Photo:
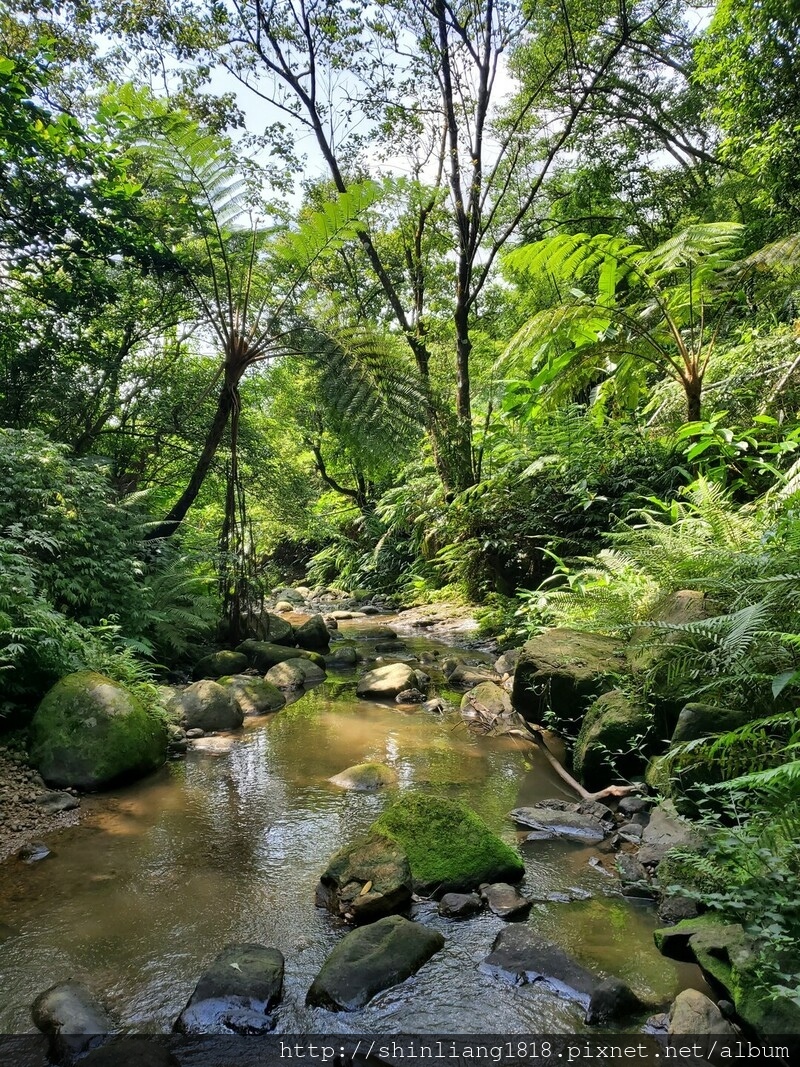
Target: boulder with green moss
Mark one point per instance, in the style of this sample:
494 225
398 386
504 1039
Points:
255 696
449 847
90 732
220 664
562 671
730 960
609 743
# # #
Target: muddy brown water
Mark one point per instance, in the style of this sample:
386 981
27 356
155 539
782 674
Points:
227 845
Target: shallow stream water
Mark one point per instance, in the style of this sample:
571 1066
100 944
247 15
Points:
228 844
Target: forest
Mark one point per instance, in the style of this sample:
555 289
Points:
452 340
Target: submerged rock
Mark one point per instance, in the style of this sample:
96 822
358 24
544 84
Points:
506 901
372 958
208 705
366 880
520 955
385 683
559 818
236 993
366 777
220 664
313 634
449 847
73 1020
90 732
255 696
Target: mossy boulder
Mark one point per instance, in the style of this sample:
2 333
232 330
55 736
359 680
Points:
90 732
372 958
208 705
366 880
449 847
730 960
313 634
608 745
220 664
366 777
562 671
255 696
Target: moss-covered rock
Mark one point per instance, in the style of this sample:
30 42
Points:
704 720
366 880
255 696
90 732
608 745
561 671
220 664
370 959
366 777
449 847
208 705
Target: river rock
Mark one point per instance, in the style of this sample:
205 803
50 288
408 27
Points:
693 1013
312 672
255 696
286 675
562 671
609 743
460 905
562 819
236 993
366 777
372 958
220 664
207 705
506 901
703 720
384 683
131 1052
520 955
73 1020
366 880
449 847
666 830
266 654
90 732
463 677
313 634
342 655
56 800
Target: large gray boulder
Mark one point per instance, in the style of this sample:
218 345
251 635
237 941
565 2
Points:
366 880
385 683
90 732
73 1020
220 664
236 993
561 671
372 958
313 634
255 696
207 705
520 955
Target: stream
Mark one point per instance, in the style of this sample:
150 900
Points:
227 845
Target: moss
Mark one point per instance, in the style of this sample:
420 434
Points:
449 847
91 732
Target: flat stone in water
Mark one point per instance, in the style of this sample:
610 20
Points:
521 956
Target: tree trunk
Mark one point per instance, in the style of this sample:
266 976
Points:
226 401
# # #
# [Written instruction]
Show every line in the rows above that contains the string "water". Case counts.

# [Worked solution]
Target: muddy brown water
Target: shallow stream water
Target: flat stone in water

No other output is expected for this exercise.